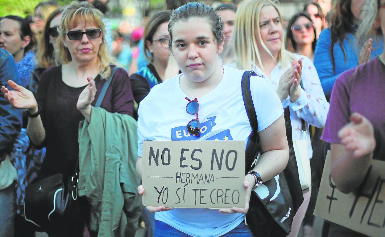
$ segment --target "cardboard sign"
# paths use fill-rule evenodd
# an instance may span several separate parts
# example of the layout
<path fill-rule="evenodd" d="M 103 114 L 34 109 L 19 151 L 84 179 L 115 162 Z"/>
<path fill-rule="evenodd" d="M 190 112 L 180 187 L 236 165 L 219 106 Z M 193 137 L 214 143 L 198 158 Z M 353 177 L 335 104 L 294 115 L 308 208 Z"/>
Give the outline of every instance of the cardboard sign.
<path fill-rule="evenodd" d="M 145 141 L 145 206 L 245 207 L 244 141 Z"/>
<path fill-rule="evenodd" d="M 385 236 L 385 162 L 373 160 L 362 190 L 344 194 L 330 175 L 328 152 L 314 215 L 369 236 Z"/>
##############################
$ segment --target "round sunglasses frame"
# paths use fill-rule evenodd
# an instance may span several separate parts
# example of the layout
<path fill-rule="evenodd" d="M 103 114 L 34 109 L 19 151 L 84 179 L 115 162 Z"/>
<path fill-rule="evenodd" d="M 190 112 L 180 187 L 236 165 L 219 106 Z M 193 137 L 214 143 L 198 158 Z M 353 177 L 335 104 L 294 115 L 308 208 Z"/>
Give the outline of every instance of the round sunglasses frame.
##############################
What you should do: Which lines of the data above contain the word "every"? Filter them out of the data and copy each one.

Solution to the exercise:
Give the outline of every instance of the cardboard sign.
Give the outline of every instance of the round sunglasses frame.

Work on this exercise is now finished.